◆ TASK LIST
A – Answer these questions using the article on guns in Karachi below:
(i) How many crimes were registered in Karachi in the 11 months until the end of November 2017?
(ii) About how many guns are civilians in Pakistan estimated to hold?
(iii) Who founded the advocacy group Citizens Against Weapons?
B – Reproduce the article on guns in Karachi below, from "In these conditions, it" up to and including "are common stories.".
C – Write the next part of the article on guns in Karachi below, picking up after its final sentence.

--- PAGE TEXT ---

Say no to guns

Published January 19, 2018
www.zubeidamustafa.com
www.zubeidamustafa.com

THE Citizens-Police Liaison Committee, or CPLC, recently released data on crime in Karachi in 2017. It confirms that we live under the shadow of death in this city that was once predicted to become the queen of the East. In 11 months until end November 2017, 54,473 crimes including killings, robberies, kidnappings and extortions were registered. Many were not even reported as the victims did not deem them serious enough to get involved with the police.

Criminologists and anthropologists would enumerate many factors and conditions that account for the rising crime graph in Karachi in the span of a few decades.

There is, however, no denying the fact that at the heart of the problem is the proliferation of guns in the city. Given the corruption and incompetency of the police, there is no way of checking crime.

Yet the authorities turn a blind eye to the problem of illegal arms that have flooded Pakistan ever since the country decided to become the front-line state in the Afghan war to oblige the Americans in 1979.

The government just doesn’t care.

Resultantly, Pakistan is estimated to have nearly 20 million guns held by civilians. Less than half are licensed. Even the licensing procedure is a farce. Not a single mandatory verification test or training at a shooting range is required. If you are blessed with class, status and power, you can obtain a gun for the asking. Others can bribe their way to ownership.

In these conditions, it is easy to hire a killer for a few thousand rupees to eliminate a rival. An angry brawl in a public place can result in the shooting down of a person over a petty issue. Political parties with their armed wings can besiege the citadels of power as happened last month in Islamabad. Cases of jilted suitors resorting to the gun to teach their beloved a lesson are common stories.

So desensitised have we become to weapons that a friend told me about her teenage son relating the story about a classmate bringing his father’s gun to school to show it off to his friends.

The disturbing part of this story is that the government just doesn’t care. How have the people reacted to this disquieting situation? Most have reconciled themselves to this alarming state of affairs and deem it to be their “qismat”. Others say, “Allah khair karay” as they go ahead to acquire guns to obtain a false sense of security.

But five years ago, some individuals — gradually increasing in numbers — came together to have their voices heard as a group. They are the bold and determined members of the ‘Citizens Against Weapons’, an advocacy group founded by Naeem Sadiq, a vocal peace activist in Karachi, who has been doing research on what he terms “the disease of uncontrolled burgeoning weapons that are being used in crime and militancy”.

--- GIVEN ENTRIES ---

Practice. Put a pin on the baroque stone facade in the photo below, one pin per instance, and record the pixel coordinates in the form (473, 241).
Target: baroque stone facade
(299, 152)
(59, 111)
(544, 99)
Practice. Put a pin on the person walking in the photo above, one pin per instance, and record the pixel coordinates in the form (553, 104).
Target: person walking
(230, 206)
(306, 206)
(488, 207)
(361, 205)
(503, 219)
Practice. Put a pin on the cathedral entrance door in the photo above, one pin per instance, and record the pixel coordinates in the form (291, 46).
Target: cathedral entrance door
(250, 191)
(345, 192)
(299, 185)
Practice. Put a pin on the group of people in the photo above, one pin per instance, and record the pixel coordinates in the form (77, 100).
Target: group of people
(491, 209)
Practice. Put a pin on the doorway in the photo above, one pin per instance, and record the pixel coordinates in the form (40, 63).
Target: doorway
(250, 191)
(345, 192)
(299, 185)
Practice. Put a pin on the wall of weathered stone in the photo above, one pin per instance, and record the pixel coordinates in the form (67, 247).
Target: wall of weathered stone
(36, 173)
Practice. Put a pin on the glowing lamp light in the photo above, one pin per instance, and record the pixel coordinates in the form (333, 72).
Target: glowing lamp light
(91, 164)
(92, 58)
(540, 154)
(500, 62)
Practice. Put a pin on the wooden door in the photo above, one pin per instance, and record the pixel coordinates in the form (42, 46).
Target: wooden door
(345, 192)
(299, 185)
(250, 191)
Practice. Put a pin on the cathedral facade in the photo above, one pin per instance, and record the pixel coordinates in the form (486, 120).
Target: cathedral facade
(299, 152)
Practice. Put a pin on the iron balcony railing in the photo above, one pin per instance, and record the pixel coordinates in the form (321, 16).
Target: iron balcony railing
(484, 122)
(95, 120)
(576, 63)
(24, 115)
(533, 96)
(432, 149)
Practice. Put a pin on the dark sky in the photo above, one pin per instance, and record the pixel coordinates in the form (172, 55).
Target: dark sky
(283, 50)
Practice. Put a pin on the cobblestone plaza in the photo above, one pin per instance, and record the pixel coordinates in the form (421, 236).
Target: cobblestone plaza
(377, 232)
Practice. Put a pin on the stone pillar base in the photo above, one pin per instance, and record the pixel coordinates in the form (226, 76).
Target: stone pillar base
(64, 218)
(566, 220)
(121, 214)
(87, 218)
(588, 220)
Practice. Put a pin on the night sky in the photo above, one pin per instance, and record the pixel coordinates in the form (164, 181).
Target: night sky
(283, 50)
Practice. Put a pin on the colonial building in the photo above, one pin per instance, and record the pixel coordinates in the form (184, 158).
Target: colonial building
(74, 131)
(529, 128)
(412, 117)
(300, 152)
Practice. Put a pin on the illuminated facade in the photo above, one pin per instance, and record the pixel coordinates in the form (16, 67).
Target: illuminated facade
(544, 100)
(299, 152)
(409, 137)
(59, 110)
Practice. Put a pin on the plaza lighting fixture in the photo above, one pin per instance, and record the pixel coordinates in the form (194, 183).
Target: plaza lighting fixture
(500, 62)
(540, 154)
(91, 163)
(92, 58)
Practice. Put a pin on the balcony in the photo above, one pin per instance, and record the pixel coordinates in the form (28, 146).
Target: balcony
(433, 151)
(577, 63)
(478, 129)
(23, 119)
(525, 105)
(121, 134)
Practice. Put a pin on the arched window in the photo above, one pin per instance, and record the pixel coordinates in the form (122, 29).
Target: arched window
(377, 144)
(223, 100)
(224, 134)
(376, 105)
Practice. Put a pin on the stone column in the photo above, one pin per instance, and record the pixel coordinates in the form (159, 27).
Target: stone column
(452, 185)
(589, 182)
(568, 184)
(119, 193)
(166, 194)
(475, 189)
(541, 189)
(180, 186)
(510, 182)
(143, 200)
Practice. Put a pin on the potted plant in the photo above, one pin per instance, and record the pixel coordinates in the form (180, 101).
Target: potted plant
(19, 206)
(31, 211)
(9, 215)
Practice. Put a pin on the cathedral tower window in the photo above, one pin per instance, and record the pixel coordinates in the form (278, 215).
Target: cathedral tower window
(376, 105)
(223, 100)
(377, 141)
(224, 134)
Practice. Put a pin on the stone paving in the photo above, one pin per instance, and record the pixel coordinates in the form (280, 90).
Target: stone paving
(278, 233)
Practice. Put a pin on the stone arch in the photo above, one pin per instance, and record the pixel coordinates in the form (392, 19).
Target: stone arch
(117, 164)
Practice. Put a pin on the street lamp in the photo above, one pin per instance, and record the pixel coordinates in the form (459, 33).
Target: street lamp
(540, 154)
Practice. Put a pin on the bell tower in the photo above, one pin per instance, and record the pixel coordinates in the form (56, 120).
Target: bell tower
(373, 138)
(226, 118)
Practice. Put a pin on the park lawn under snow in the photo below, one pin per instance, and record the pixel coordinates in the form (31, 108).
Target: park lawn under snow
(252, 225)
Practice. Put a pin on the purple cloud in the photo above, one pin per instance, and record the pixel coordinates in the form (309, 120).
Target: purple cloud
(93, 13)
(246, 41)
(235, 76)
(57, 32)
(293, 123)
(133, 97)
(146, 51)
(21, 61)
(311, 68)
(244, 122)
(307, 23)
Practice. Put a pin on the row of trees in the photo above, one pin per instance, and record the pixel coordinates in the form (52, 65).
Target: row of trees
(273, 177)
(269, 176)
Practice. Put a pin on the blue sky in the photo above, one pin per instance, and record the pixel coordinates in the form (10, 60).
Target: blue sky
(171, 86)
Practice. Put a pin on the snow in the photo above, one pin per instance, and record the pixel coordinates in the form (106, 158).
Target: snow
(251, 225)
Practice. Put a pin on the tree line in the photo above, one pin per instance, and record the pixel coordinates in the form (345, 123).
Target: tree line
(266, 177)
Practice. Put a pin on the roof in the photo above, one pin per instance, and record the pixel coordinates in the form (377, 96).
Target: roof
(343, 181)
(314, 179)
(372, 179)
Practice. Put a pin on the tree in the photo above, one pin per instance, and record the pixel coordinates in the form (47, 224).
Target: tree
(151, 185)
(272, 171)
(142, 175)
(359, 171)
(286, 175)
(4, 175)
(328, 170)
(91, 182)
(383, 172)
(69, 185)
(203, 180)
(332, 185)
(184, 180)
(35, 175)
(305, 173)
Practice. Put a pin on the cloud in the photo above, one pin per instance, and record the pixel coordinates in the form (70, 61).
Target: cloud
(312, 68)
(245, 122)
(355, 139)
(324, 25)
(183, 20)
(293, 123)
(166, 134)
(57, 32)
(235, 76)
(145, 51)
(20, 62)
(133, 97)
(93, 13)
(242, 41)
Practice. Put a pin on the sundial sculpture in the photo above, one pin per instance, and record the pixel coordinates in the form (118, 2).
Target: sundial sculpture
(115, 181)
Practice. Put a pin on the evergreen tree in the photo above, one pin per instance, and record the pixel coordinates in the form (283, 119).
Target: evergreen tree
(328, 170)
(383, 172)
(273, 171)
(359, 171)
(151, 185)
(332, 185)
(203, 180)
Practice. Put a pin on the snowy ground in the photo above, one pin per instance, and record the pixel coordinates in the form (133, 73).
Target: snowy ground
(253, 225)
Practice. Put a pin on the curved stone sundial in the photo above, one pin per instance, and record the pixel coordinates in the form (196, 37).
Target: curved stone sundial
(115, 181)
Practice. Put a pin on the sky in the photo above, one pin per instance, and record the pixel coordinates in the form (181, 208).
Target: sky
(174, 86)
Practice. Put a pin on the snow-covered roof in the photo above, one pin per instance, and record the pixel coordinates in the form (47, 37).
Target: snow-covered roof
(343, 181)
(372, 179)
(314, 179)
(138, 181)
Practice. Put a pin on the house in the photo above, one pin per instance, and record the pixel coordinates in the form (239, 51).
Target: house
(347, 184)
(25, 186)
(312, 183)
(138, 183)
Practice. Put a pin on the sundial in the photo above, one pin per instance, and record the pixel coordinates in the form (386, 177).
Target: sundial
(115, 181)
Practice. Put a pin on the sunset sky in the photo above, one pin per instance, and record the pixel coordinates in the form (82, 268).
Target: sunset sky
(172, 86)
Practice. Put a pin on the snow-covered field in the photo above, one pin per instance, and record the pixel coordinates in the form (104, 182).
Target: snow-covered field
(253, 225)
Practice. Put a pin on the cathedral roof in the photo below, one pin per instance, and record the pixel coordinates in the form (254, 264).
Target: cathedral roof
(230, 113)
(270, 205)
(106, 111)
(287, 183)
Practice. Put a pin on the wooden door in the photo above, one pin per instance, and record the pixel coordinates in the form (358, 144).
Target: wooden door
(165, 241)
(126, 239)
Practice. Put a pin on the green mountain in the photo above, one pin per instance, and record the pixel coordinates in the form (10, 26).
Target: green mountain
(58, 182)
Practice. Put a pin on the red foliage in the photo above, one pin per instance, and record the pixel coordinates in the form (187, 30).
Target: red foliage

---

◆ ANSWERS BELOW
A –
(i) 54,473
(ii) Nearly 20 million
(iii) Naeem Sadiq

B –
In these conditions, it is easy to hire a killer for a few thousand rupees to eliminate a rival. An angry brawl in a public place can result in the shooting down of a person over a petty issue. Political parties with their armed wings can besiege the citadels of power as happened last month in Islamabad. Cases of jilted suitors resorting to the gun to teach their beloved a lesson are common stories.

C –
Initially for 15 years, his was an individual enterprise. Naeem would write to the letters columns of newspapers or engage in protracted discussions with friends. As the situation worsened, more and more people began to agree with him that the easy availability of guns shrinks the public space for dialogue and peaceful resolution of disputes.

Of late, CAW has started to make its presence felt. It has over 100 members and 13 organisations have also joined. It has arranged two walks and a seminar where speakers raised their concerns and demanded a total ban on gun licences and the elimination of all weapons through a surrender and buy-back scheme.

These are immediate measures that are urgently needed to stanch the bloodletting that weapons bring in their wake. It is also time for CAW to address the problem of the gun culture that has turned Pakistan, a patriarchal and conservative society, into an aggressive and intolerant one as well.

At the recent seminar, two teachers spoke about how young children can be sensitised to violence at an early age. Maria Montessori, the best advocate of children’s education the world over, observed insightfully, “In the mind of the child we may find the key to progress…”. Hence logically toy guns and games should also have no place in a child’s life.

But education doesn’t end at pre-school level. At this stage, there is need to introduce children to peace studies. If anything, our school textbooks glorify violence and are full of aggression and intolerance. This is the time when children should be learning about the value of peace and conflict resolution on the one hand, and the destructiveness of war on the other.

Peace studies is a relatively new discipline to emerge in the universities of the West. But in Pakistan only four of the country’s 163 universities offer graduate and post-graduate programmes in peace studies. Ironically, two of these are owned by the armed forces.